▶ _DOCUMENTO FUENTE_
____________________

Después del golpe a Honduras y del incremento de tropas yanquis en Afganistán, el monstruo cae con sus tentáculos en abanico sobre la siempre desguasada Haití. Nada es solidaridad, todo es gula guerrerista y oportunismo salvaje montados en el desplazamiento explosivo de las capas freáticas. Estados Unidos ya no es más el gendarme arrogante y abusivo que conociéramos; su presente –principalmente en todas sus esferas dirigentes- ha quedado reducido a un conjunto de mafias sin más valores y objetivos que el del frío cálculo depredador. Hoy se hace casi imposible no asociar el tsunami de Sri Lanka –que se tragó 250.000 vidas- a este descuartizamiento masivo que deja a Haití –más de 250.000 muertos y los que vendrán a causa de las epidemias-, a merced de las tropas y las estrategias de ocupación del Pentágono y la Casa Blanca. Resultado inmediato: un país –Haití- a tiro de piedra de una futura reconstrucción comandada por las empresas de rapiña dependientes de las familias Bush, Cheney, Rumsfeld, trilogía que opera en Yugoslavia –primero demolida en una azuzada feroz guerra interna- y en diversos países de África. Y, por supuesto, en Irak; controlando los principales pozos petrolíferos, en consonancia con las líneas tendidas en Kuwait y Arabia Saudita.
¿Acaso se podría instalar la tremenda sospecha de que la mano que mece la cuna –el Pentágono conjuntamente con otros mercaderes de la muerte- está detrás de esta pavorosa historia en tierra haitiana? ¿Por qué no? Ninguna teoría sostenida por EE.UU. respecto de los atentados contra las Torres Gemelas ha logrado tanta credibilidad como la larga variante de hipótesis desde las que se ha sostenido que se trató de un auto-atentado. Es más, todos los argumentos que se usaron para justificar la invasión a Irak –tras la caída de las Torres- siguen desintegrándose entre políticos, ingenieros, escritores y la opinión pública en general, tanto en EE.UU. como en los países más comprometidos en su carácter de aliados, a la hora de violar la soberanía de Irak y de la vida misma de decenas de millones de personas.
Una sucesión de mentiras se utilizaron para entrar a saco en Irak, pero la principal –el tiempo transcurrido ha sido lapidario gritando la verdad- fue la del “atentado a las Torres”. Viene a cuento repetir lo tantas veces dicho: la suma de los miles de muertos en ese hecho repudiable está, estadísticamente, a distancia sideral de la cantidad de víctimas que EE.UU. provocó, en años, con sus invasiones a Granada, Panamá, República Dominicana, Cuba, Guatemala, Afganistán, Nicaragua, El Salvador, Vietnam, Palestina, Haití y otros, en lo que es, sin dudas, un holocausto por goteo. Holocausto al que, por conveniencia histórica de “los que mandan”, no se lo llama así, en la pretensión de reservarle el primer lugar en el podio de exterminadores únicamente a quien mucho hizo por ganárselo, Adolfo Hitler.

____________________

▶ _DATOS DEL CONJUNTO_

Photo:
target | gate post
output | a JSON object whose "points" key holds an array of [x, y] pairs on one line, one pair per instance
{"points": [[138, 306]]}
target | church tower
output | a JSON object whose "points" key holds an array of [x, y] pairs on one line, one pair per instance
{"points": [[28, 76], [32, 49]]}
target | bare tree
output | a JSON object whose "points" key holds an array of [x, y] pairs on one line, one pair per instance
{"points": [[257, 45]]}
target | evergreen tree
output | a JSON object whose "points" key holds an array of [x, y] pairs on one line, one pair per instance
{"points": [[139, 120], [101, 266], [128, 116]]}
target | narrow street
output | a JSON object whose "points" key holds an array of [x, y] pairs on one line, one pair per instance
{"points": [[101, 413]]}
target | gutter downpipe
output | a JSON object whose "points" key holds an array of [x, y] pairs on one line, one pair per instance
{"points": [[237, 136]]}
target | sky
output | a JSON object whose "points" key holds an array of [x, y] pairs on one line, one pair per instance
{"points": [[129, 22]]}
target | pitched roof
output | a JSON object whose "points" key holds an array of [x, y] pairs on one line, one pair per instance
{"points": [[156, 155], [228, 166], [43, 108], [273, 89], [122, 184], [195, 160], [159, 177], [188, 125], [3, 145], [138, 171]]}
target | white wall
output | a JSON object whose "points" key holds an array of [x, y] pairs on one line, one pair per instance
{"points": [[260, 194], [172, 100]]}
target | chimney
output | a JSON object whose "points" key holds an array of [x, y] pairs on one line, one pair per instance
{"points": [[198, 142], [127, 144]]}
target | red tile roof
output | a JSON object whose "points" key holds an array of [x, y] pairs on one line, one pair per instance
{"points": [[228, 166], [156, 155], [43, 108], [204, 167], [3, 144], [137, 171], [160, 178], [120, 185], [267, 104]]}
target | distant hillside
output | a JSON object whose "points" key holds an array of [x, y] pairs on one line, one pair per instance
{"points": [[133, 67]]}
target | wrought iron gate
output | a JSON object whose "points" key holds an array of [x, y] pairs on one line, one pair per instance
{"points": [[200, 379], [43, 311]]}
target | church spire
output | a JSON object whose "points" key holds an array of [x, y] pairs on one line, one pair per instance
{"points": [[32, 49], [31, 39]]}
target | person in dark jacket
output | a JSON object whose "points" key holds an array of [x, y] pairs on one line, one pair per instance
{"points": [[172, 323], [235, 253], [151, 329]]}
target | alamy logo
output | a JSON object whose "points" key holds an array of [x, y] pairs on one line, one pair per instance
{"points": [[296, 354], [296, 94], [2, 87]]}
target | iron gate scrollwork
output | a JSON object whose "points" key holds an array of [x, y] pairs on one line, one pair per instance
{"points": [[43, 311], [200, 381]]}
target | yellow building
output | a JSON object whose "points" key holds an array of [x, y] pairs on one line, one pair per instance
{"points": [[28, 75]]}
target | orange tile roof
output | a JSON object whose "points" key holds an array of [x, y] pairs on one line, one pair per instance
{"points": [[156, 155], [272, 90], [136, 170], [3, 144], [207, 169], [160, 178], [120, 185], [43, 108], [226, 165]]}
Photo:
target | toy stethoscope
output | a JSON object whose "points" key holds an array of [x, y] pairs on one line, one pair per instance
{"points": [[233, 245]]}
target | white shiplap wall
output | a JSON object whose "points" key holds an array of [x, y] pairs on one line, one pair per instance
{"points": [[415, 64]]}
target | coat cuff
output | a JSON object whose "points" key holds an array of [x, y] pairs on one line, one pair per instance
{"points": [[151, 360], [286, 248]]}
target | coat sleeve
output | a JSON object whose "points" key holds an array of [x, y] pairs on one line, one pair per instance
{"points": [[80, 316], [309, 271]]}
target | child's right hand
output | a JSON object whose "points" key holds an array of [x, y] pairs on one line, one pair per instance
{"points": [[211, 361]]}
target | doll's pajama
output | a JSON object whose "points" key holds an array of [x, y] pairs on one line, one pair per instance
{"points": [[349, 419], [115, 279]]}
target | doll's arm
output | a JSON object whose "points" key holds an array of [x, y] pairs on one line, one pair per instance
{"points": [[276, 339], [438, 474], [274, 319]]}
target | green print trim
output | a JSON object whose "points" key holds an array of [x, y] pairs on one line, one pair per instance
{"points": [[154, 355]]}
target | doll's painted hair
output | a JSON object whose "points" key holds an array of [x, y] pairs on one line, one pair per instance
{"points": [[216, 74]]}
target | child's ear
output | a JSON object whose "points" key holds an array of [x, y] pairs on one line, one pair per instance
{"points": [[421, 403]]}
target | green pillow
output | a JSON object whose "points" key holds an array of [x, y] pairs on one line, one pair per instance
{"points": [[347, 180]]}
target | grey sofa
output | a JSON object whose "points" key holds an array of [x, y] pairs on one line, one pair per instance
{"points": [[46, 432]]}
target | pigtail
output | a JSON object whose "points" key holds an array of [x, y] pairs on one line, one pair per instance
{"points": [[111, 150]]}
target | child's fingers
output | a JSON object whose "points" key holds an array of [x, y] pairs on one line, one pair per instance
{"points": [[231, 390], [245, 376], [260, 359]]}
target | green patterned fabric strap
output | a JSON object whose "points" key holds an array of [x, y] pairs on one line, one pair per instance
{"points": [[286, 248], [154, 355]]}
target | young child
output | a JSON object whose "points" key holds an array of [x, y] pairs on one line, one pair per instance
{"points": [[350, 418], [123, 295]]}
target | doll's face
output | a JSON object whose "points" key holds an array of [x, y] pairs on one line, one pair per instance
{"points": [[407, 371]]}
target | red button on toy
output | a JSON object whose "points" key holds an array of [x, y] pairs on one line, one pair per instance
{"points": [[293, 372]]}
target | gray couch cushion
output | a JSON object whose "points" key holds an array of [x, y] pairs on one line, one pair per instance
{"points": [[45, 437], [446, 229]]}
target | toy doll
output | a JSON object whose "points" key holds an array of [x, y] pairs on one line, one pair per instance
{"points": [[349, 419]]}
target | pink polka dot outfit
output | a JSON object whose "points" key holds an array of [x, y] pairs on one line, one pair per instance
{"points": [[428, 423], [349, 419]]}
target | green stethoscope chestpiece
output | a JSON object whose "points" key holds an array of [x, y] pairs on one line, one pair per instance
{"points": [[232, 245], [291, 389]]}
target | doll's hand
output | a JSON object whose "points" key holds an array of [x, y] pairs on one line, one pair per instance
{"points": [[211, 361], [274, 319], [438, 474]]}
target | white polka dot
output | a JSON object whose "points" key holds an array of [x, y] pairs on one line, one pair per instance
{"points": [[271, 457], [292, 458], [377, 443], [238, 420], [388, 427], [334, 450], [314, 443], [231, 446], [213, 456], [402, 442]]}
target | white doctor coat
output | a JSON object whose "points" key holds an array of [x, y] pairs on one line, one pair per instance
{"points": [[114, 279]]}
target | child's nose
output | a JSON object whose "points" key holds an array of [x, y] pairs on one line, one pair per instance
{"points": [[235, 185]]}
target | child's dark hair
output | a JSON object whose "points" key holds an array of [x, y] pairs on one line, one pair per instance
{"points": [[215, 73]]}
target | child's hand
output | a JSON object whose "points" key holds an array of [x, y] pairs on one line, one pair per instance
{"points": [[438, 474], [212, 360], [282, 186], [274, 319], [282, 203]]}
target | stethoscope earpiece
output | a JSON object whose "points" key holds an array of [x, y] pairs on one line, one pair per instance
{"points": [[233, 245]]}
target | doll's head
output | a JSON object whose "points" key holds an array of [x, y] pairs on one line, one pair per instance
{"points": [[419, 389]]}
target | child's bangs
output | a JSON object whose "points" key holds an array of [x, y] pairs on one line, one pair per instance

____________________

▶ _TRABAJO POR REALIZAR_
¿Puedes repetir al pie de la letra el fragmento del texto sobre Haití que va entre "Una sucesión de" y "ganárselo, Adolfo Hitler.", ambos incluidos?

▶ _TAREA COMPLETADA_
Una sucesión de mentiras se utilizaron para entrar a saco en Irak, pero la principal –el tiempo transcurrido ha sido lapidario gritando la verdad- fue la del “atentado a las Torres”. Viene a cuento repetir lo tantas veces dicho: la suma de los miles de muertos en ese hecho repudiable está, estadísticamente, a distancia sideral de la cantidad de víctimas que EE.UU. provocó, en años, con sus invasiones a Granada, Panamá, República Dominicana, Cuba, Guatemala, Afganistán, Nicaragua, El Salvador, Vietnam, Palestina, Haití y otros, en lo que es, sin dudas, un holocausto por goteo. Holocausto al que, por conveniencia histórica de “los que mandan”, no se lo llama así, en la pretensión de reservarle el primer lugar en el podio de exterminadores únicamente a quien mucho hizo por ganárselo, Adolfo Hitler.